#### SELECTED TEXT
────────────────
# Waverunner Audio // 'Seven Days' 2020 {development blog}



## WaverunnerAudio (Nov 22, 2019)

*Hello all, and welcome to Seven Days 2019 2020.*

- - - // - - -

A sample library fundraiser seeing seven sample libraries released over seven days where for every sale the good folk at hometree.ie plant a tree. They go on to do all the work needed to nurture the saplings into fully-grown trees out in County Clare on the Atlantic Coast of Ireland, a wonderful community of nutters cold water surfers doing good things on the land. I also borrowed their house-font among other things for Waverunner so, thanks there too.


A big thank you for the support and super kind words on the libraries in the project's first run last year, hugely encouraging and your support will see the growth of some hundreds of trees (more about that to come) and allows me to do another year of these.

For those who missed it, here's the seven days teaser from last year:



And last years thread.

- - - - - - -

*'Several Days'*

For those who don't know, Waverunner Audio is a one-man operation, sampling, editing, coding, designing, website n all. I may have set the bar a little high for 2018's releases... so to take the edge off this years commitment, welcome to 'Several Days' 2020. Seven sample libraries released over several days these coming... weeks... or so.


I thought I'd share the process with you here so you can get an idea for what goes on behind the scenes to what I consider hand-craft these libraries in the case it may be interesting to someone, and perhaps help you in your own development journey. Not particularly flashy, getting into the nitty-gritty, but hopefully insightful in a good way. So, what's the current situation, and what's to come...

- - - - - - -

*I N S T R U M E N T S*​

Release schedule to be determined and will be somewhat organic. 0/7 libraries currently ready for release (!)
────────────────
#### WRITTEN EXERCISE 1
Render the entries below as a two-column CSV with the columns instruction and marker, one row per entry, with each value in a single quoted field and line breaks replaced by spaces. Include only the entries from the line with "In this exercise you will spot the blurred" up to and including the line with "<point>168,115</point>".

#### STORED RECORDS
────────────────
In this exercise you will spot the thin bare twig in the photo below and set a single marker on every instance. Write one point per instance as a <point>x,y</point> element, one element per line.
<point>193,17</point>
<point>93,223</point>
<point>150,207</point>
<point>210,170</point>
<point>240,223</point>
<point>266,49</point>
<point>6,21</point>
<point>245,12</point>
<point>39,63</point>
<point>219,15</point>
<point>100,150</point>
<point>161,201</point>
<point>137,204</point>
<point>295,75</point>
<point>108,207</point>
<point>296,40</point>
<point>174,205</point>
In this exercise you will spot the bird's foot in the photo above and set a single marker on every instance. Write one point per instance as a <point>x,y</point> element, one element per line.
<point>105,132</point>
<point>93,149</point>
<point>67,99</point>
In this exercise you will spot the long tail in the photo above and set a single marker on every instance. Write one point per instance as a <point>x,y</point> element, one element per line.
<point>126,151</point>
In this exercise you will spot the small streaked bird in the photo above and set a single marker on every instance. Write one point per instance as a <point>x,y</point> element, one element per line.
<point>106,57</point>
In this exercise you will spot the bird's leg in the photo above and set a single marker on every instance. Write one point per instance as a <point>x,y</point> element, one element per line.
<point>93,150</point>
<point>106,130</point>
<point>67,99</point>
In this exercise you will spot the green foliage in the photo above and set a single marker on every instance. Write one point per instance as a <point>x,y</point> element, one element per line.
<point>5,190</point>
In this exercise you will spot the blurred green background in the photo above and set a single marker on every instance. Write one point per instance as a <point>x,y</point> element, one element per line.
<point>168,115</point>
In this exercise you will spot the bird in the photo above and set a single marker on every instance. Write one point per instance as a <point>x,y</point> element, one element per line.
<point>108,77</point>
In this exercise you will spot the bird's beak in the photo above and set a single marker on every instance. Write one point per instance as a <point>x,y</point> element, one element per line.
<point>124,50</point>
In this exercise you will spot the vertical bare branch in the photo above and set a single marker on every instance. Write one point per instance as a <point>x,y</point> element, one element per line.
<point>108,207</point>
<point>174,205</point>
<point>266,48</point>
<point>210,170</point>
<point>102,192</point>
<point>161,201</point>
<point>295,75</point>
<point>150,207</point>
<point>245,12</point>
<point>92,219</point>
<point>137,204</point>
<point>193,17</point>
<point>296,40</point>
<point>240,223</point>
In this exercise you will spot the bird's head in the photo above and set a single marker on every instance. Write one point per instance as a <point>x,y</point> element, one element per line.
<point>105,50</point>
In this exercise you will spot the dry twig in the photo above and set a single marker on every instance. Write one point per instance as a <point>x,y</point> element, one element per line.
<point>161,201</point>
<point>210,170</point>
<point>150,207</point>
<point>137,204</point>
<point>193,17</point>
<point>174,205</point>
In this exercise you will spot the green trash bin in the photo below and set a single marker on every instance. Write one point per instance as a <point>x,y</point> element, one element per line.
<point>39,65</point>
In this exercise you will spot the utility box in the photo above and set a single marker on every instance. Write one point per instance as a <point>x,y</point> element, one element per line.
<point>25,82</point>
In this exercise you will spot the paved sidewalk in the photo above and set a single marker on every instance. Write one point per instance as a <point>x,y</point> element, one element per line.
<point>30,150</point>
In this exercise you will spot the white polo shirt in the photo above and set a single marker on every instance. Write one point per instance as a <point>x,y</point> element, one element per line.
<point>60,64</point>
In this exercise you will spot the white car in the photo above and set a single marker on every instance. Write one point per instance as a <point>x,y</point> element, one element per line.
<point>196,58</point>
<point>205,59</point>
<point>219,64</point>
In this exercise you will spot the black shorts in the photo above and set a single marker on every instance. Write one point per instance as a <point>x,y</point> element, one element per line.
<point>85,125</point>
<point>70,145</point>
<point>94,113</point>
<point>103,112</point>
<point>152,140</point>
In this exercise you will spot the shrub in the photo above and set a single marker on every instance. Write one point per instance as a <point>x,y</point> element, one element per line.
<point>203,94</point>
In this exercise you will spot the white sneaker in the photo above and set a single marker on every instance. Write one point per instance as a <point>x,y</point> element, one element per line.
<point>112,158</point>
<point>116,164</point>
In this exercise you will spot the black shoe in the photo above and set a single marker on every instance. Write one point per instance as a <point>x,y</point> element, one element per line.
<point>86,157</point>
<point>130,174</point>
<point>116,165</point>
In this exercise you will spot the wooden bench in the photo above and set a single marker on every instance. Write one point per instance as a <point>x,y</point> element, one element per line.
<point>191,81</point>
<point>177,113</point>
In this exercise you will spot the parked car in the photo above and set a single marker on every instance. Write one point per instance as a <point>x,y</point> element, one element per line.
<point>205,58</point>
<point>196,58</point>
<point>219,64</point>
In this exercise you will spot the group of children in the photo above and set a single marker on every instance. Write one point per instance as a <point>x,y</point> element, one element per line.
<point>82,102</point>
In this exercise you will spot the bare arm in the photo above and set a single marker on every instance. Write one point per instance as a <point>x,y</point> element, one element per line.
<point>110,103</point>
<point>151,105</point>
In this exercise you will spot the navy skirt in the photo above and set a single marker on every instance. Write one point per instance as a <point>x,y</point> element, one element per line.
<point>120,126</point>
────────────────
#### WRITTEN EXERCISE 2
Carry the Waverunner Audio development blog at the top forward with its next part, starting after its final sentence.

#### TASK RESPONSE 1
instruction,marker
"In this exercise you will spot the blurred green background in the photo above and set a single marker on every instance. Write one point per instance as a <point>x,y</point> element, one element per line.","<point>168,115</point>"

#### TASK RESPONSE 2
*1 NAH Piano*: recorded April 2019 at Nottingham Albert Hall (Robin Hood country). 60% complete

*2 Solo Tuba*: recorded November 2018 at super secret location, London (same space as 2 French Horns). 70% complete

*3 Pan Drums*: recorded November 2019 at home studio, London. 50% complete

*4 CJ Mirra Juno Essentials 1*: recorded November 2019 at CJ Mirra's personal studio, London. 85% complete

*5 Ross' Guitar*: 50%.

*6 Bass* *Guitar*: 50%

*7 Solo Voice: Sarah* - to be recorded, still trying to get a date nailed down with Sarah so also a little bit TBC.

- - - - - - -

*ENTRY 1*​For all those recorded, sample editing is still to be completed. To do this, I use Reaper. The sessions are not done to click except the tuba where I'll have the click in my ear and conduct the player. Though sampling to click can save huge amounts of time with editing, I find click (where tempo isn't needed) to get in the way and rush things along where I'd like to be focused on the performance and allow space to consider the take, making any voice notes along the way on why something may be repeated. Each sample is then edited individually in Reaper, the start position and the end position and fade if needed, with the start position being set by the closest mic if there are multiple mics, to allow for the natural delay of the space. Pretty much all editing of the samples is done in Reaper. The main exception are the start points of the legato transitions where each one is individually set in Kontakt.

There's no getting around the need to listen to every sample, for me anyway. Though it takes up considerable time initially, it means anything exported from Reaper is solid, and once it's done, it's done. Some samples will be exported and won't make the final cut, sometimes you just don't know until it's in the sampler (in this case Kontakt) and the context of being performed. Occasionally, through the thousands upon thousands of samples, something might get through, so I'm thinking about implementing a system that makes identifying such an offending note easy for the user, more on that later. The system is set up to be easily able to go into the sample session at any given stage to make amendments as needs be, so much is down to file structure and essentially digital archiving.

- - - - - - -

*FAQs*​This year's libraries are being developed for Kontakt 5.8.1 and will require the full version. By Autumn 2020 the Seven Days range will be ported to the upcoming Waverunner Audio plugin available for free. Updates will continue for both platforms.

Pricing is to be determined, but as per last year will be low priced for the fundraiser. £3 of every sale goes to Hometree, $2 to #teamtrees, some to the artist/performer, then to recover costs and then to hopefully help grow and invest in Waverunner.

Will all libraries be released by the end of this year? At this point, not too sure. Am taking all the pressure off and just laying everything out on the table!

You haven't recorded the bass, guitar or voice yet, can I suggest some ideas? Yes of course, feel free!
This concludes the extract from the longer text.